■ Sağlanan Veriler ■
⁂
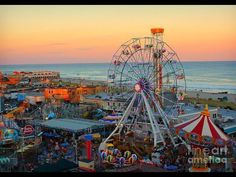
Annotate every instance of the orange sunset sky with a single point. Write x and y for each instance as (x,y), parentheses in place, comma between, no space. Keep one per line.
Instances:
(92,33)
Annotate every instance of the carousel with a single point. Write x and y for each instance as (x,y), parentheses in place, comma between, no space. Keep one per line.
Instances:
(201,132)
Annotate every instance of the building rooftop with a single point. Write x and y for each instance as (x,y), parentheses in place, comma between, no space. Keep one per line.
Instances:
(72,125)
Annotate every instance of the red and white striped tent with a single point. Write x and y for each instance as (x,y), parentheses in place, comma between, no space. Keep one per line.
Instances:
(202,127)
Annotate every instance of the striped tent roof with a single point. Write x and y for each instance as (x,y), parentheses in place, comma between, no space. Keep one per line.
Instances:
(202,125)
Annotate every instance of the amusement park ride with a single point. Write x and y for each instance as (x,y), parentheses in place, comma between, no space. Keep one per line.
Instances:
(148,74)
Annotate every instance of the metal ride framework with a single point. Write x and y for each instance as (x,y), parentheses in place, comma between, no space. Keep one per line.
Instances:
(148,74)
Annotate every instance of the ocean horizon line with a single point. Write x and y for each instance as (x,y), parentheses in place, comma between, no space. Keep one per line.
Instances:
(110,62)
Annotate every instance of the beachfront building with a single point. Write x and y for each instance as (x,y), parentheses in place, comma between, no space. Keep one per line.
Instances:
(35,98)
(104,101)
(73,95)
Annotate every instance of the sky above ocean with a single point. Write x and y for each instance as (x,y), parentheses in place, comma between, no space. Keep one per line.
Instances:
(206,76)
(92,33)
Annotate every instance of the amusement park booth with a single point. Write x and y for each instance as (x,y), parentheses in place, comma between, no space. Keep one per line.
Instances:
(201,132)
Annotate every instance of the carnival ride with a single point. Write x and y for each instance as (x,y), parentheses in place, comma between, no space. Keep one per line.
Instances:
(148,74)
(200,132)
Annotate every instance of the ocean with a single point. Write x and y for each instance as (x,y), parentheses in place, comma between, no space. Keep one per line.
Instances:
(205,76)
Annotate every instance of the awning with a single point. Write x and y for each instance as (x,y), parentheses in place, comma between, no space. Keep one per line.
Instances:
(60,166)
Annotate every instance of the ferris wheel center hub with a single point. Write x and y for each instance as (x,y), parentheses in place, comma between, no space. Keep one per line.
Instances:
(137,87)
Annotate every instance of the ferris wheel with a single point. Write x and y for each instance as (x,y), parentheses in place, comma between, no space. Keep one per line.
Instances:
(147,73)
⁂
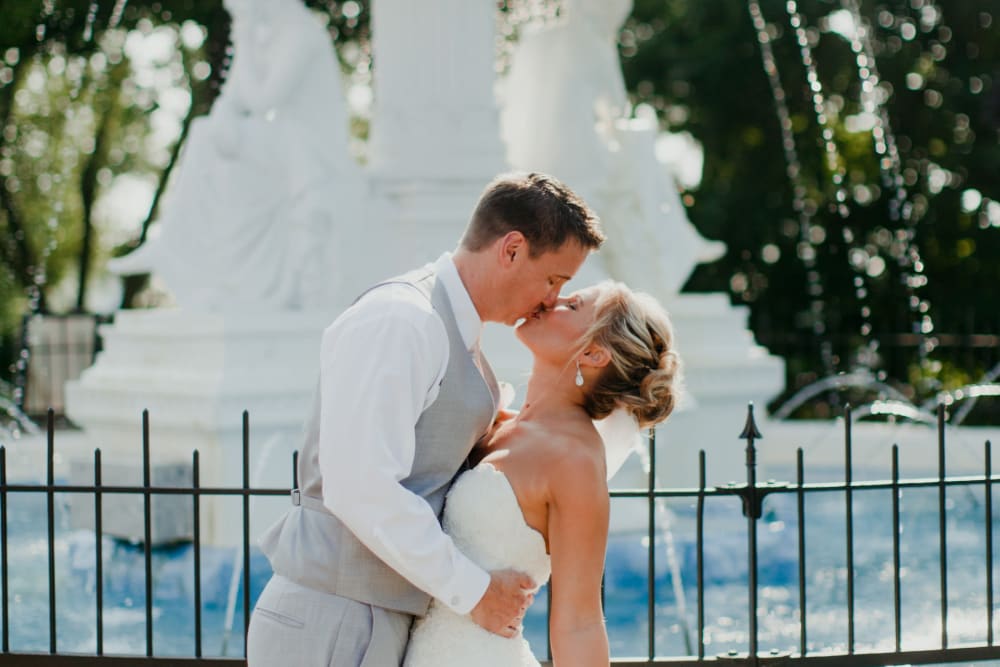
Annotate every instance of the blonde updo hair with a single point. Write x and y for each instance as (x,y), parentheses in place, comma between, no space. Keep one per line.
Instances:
⁂
Yukarıdaki veriyi süzerek "ride" dizesini içeren satırların tümünü değiştirmeden listele.

■ Görevin Cevabı ■
Annotate every instance of the amusement park ride with a single point. Write x and y for each instance as (x,y), parentheses in place, comma between, no space. Keep one per line.
Annotate every instance of the metal ride framework with a single point. Write x and y for each instance as (x,y), parentheses in place, comma between, no space. Keep one per line.
Annotate every instance of the carnival ride with a single point. Write x and y for each instance as (x,y), parentheses in place, comma between, no space. Keep one per line.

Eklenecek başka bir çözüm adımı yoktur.